• _Tarea a realizar_
Por favor, pasa a una lista numerada todas las líneas de los registros siguientes y omite las líneas en blanco.
------
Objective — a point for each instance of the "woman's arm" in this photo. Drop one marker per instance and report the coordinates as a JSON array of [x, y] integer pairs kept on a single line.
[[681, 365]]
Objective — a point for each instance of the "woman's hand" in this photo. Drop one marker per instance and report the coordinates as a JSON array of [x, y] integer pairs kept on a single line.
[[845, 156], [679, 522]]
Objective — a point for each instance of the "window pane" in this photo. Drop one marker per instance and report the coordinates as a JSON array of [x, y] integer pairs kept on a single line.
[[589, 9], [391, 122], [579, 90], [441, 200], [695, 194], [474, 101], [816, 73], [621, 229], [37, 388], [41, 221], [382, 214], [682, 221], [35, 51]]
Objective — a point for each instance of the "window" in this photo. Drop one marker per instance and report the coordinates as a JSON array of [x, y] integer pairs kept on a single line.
------
• _Respuesta_
1. Objective — a point for each instance of the "woman's arm" in this photo. Drop one marker per instance and report the coordinates as a JSON array of [x, y] integer pairs kept on a single line.
2. [[681, 365]]
3. Objective — a point for each instance of the "woman's hand" in this photo. Drop one marker per instance and report the coordinates as a JSON array of [x, y] integer pairs kept on a single line.
4. [[845, 156], [679, 522]]
5. Objective — a point for each instance of the "window pane" in this photo. Drop one marker per instance and report the coordinates as a JSON array of [x, y] integer pairs kept on a single line.
6. [[589, 9], [391, 122], [579, 90], [441, 200], [695, 194], [474, 101], [816, 73], [621, 229], [37, 388], [41, 221], [382, 214], [682, 221], [35, 51]]
7. Objective — a point for each instance of the "window" in this photo. Drop one marker per instance and report the coordinates as a JSON array of [x, y] integer pairs kept on a single line.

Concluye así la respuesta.